(Point localization data)
━━━

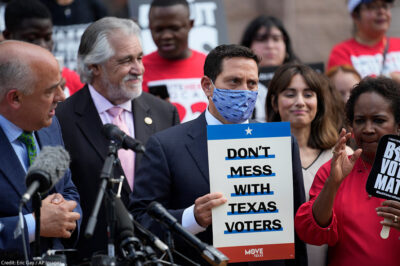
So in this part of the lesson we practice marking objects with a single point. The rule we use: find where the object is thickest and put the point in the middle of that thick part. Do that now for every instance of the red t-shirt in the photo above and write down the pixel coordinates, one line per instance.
(354, 233)
(182, 79)
(72, 81)
(367, 60)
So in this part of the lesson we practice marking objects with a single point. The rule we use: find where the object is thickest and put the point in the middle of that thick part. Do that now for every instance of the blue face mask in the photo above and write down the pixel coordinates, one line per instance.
(236, 106)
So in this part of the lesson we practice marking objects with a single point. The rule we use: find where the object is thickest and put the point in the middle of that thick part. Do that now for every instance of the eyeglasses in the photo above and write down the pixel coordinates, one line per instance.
(266, 37)
(375, 6)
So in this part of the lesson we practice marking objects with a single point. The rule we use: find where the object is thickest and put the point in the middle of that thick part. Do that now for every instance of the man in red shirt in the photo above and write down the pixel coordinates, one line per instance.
(174, 66)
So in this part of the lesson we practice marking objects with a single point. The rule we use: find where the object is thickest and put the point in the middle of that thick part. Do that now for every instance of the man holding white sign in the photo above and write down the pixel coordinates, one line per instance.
(174, 170)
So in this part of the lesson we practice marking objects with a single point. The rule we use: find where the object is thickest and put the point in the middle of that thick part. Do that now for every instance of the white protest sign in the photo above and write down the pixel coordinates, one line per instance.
(251, 164)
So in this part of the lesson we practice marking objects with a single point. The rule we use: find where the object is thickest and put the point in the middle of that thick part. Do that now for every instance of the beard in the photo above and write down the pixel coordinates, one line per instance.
(122, 92)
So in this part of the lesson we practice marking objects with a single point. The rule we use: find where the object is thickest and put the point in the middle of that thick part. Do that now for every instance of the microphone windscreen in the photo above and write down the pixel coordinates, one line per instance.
(52, 161)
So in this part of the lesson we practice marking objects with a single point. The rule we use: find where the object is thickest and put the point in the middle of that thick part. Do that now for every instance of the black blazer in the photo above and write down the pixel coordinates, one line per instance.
(12, 187)
(174, 172)
(81, 128)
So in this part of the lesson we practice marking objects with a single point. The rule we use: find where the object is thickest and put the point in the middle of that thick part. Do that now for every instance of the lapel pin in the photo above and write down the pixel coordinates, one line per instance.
(148, 120)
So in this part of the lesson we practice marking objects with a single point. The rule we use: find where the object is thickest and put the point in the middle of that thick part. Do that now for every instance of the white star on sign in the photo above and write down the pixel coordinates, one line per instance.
(248, 131)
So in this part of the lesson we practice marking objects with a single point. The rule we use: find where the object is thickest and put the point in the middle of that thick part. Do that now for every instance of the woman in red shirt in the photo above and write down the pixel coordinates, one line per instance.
(340, 212)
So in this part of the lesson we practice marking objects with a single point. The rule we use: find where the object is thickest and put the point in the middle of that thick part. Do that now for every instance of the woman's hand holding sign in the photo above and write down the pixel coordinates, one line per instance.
(390, 210)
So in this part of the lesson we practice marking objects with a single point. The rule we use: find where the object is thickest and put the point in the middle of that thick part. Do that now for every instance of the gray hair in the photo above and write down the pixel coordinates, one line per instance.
(15, 75)
(95, 47)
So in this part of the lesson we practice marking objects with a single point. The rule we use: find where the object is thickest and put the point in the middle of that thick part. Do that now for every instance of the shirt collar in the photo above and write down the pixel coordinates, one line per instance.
(11, 131)
(102, 104)
(211, 120)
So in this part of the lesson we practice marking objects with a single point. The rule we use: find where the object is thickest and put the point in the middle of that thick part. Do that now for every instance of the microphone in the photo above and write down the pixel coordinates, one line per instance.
(47, 169)
(208, 252)
(124, 229)
(112, 132)
(131, 246)
(147, 236)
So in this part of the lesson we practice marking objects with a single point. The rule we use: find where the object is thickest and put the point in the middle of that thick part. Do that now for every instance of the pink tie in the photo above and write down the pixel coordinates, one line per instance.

━━━

__PROBLEM DETAILS__
Where an entry contains an image, skip the image and write out the rest exactly.

__RESULT__
So in this part of the lesson we practice marking objects with a single point. The rule we use: find where the object is thickest and put the point in the middle of that thick part. Do that now for every instance of the red t-shirt in the photo above and write down the pixel coordinates, one line per instance.
(354, 233)
(182, 79)
(72, 81)
(367, 60)
So in this part of the lesson we practice marking objects with a single point. The rule we use: find where the object is thickest and put the point in the middle of that thick part. Do that now for every instance of the blue face mask in the photo above and write down the pixel coordinates, one line per instance.
(236, 106)
So in this part of the lesson we practice marking objects with a single point. The rule we use: find where the object is thickest and put the point in the middle of that thick part. Do that now for every instance of the eyeglasses in the photo above and write down the pixel coordinates, one line per instance.
(266, 37)
(375, 6)
So in this part of the lesson we practice marking objects with a single point. The rule we use: find where the object is thickest and put the point in the middle of that thick part. Do that now for every instance of the man in red shirt in the photo above and write down the pixel coordinates, one line per instance.
(174, 66)
So in this part of the lesson we practice marking objects with a single point. The rule we use: find where the object is thickest and put the point in the middle of that thick part. Do that now for every instance of the man holding white sign in the photo above and write down the pixel coordinates, one line per instance.
(174, 170)
So in this part of the lesson we practice marking objects with a single point. The rule we use: find where the object is thickest and put the point in the middle of that thick part. Do that now for every instance of the white protest sign in the photo above and write down the pixel coordinates, one line per instance.
(251, 164)
So in this part of the lesson we practice marking objects with a single point. The rule we use: find where the object is thickest and put the point in the middle of that thick part. Do that now for every instance of the beard in the photo above and write down the pixel coordinates, one line per instance.
(122, 92)
So in this part of the lesson we practice marking objects with a single point. The rule we use: find where the object is thickest and put the point in the middle of that thick part. Do that now for every instance of the microphone windscreen in the photo above and write down the pixel coordinates, one line per instance.
(52, 161)
So in this part of the lesson we practice marking objects with a single point. The rule we use: find where the object is thickest and put the point in the middle of that thick part. Do that now for every instance of the black blazer in the photo above and write down the pixel coordinates, one line per instance.
(12, 187)
(174, 172)
(81, 128)
So in this part of the lesson we practice marking objects with a single point. The rule we use: find where the object is thickest and put the point in the middle of that thick part. Do that now for every instance of the lapel pin in the photo above and write down the pixel coordinates, one line per instance.
(148, 120)
So in this part of the lesson we practice marking objects with a single point. The rule we use: find where the object is thickest and put the point in the middle of that thick part. Do that now for every instance of the white star on sign in the photo above and write down the pixel coordinates, one line per instance.
(248, 131)
So in this part of the lesson we practice marking objects with a single point. The rule we use: find where the object is thickest and put the point in the middle of that thick part. Do that now for every instance of the woman in red shirt in the photo above and write down the pixel coordinates, one line per instance.
(340, 212)
So in this part of the lesson we practice marking objects with a single point. The rule we use: find where the object is thickest and put the point in the middle of that thick part. Do that now for every instance of the woman's hand holding sign in the photo above and write down the pixel coordinates, one line per instance.
(390, 210)
So in this part of the lesson we practice marking objects with a single point. The rule we use: find where the object is thickest and put the point in the middle of that thick part. Do that now for every instance of the gray hair in the photo above and write down the pixel coordinates, one line per instance.
(15, 75)
(95, 47)
So in this part of the lesson we practice marking objects with a single point. The rule we use: find where the object is thickest and put the point in the middle of that thick part. Do that now for every instance of the shirt collar in the photo above and write down the pixel coordinates, one line per instance.
(11, 131)
(102, 104)
(211, 120)
So in this part of the lesson we practice marking objects with a single point. The rule we use: find where the object is thickest and put the point in the middle of that thick part. Do that now for every instance of the microphone in the photo above and write down the pixel coordinates, one line per instance.
(47, 169)
(208, 252)
(124, 229)
(112, 132)
(131, 246)
(147, 236)
So in this part of the lesson we practice marking objects with a single point. The rule we use: find where the object is thickest and put the point in the middle of that thick part. Do that now for every instance of the pink tie in the photo above and write down the pixel coordinates, one line per instance.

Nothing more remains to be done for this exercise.